- **EXERCISE PROMPT**
Repeat every one of the following records verbatim, line for line.

___ STORED RECORDS ___

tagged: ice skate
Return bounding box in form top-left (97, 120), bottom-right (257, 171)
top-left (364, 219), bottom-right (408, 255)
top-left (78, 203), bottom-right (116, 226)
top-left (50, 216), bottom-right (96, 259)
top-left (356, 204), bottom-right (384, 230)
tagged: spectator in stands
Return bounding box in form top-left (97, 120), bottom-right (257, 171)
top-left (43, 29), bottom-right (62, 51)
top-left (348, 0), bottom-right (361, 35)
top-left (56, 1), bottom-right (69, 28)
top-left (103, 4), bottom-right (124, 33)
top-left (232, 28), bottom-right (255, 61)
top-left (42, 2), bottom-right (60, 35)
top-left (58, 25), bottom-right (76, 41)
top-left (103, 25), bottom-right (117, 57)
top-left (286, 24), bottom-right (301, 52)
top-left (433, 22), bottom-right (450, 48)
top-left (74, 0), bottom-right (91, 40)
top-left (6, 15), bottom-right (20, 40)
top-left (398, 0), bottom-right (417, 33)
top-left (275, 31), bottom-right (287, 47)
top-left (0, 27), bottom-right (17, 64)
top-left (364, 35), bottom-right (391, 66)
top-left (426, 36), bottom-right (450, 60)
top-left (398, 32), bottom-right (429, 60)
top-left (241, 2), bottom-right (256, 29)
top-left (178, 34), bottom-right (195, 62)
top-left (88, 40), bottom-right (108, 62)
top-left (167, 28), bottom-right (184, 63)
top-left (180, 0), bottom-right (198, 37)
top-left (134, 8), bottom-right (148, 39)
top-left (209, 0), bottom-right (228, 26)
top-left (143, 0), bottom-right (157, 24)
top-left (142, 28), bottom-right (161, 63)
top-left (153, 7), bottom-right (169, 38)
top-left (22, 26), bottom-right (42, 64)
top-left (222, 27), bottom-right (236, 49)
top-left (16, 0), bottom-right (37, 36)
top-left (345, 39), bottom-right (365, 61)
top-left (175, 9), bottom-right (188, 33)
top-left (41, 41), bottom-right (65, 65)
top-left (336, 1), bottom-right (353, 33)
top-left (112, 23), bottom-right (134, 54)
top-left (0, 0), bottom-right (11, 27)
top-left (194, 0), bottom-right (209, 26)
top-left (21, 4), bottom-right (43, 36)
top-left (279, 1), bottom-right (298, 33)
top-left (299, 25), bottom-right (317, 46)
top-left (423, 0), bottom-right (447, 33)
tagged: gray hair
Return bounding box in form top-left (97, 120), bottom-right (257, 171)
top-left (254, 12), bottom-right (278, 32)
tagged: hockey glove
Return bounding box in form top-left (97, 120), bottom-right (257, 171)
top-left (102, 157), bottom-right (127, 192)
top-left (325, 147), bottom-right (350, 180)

___

- **ANSWER TO THIS EXERCISE**
tagged: ice skate
Return bounding box in form top-left (97, 120), bottom-right (257, 171)
top-left (364, 219), bottom-right (408, 255)
top-left (78, 203), bottom-right (116, 226)
top-left (50, 216), bottom-right (96, 259)
top-left (356, 204), bottom-right (384, 230)
tagged: spectator in stands
Return bounding box in form top-left (97, 120), bottom-right (257, 171)
top-left (43, 29), bottom-right (62, 51)
top-left (348, 0), bottom-right (361, 35)
top-left (56, 1), bottom-right (69, 28)
top-left (103, 4), bottom-right (124, 33)
top-left (232, 28), bottom-right (255, 61)
top-left (42, 2), bottom-right (60, 35)
top-left (58, 25), bottom-right (76, 41)
top-left (103, 25), bottom-right (117, 57)
top-left (286, 24), bottom-right (301, 52)
top-left (433, 22), bottom-right (450, 48)
top-left (74, 0), bottom-right (91, 40)
top-left (6, 15), bottom-right (20, 40)
top-left (398, 0), bottom-right (417, 33)
top-left (275, 31), bottom-right (287, 47)
top-left (0, 27), bottom-right (17, 64)
top-left (364, 35), bottom-right (391, 66)
top-left (426, 36), bottom-right (450, 60)
top-left (398, 32), bottom-right (429, 60)
top-left (241, 2), bottom-right (256, 29)
top-left (178, 34), bottom-right (195, 62)
top-left (88, 40), bottom-right (108, 62)
top-left (167, 28), bottom-right (184, 63)
top-left (180, 0), bottom-right (198, 37)
top-left (134, 8), bottom-right (148, 39)
top-left (209, 0), bottom-right (228, 26)
top-left (143, 0), bottom-right (157, 24)
top-left (142, 28), bottom-right (161, 63)
top-left (153, 7), bottom-right (169, 38)
top-left (22, 26), bottom-right (42, 64)
top-left (222, 27), bottom-right (236, 49)
top-left (16, 0), bottom-right (37, 36)
top-left (345, 39), bottom-right (365, 61)
top-left (175, 9), bottom-right (188, 33)
top-left (41, 41), bottom-right (65, 65)
top-left (336, 1), bottom-right (353, 33)
top-left (112, 23), bottom-right (134, 54)
top-left (0, 0), bottom-right (11, 27)
top-left (194, 0), bottom-right (209, 26)
top-left (21, 4), bottom-right (43, 36)
top-left (279, 1), bottom-right (298, 33)
top-left (299, 25), bottom-right (317, 46)
top-left (423, 0), bottom-right (447, 33)
tagged: gray hair
Return bounding box in form top-left (97, 120), bottom-right (257, 171)
top-left (254, 12), bottom-right (278, 32)
tagged: hockey glove
Return bounding box in form top-left (97, 120), bottom-right (257, 171)
top-left (102, 157), bottom-right (127, 192)
top-left (325, 147), bottom-right (350, 180)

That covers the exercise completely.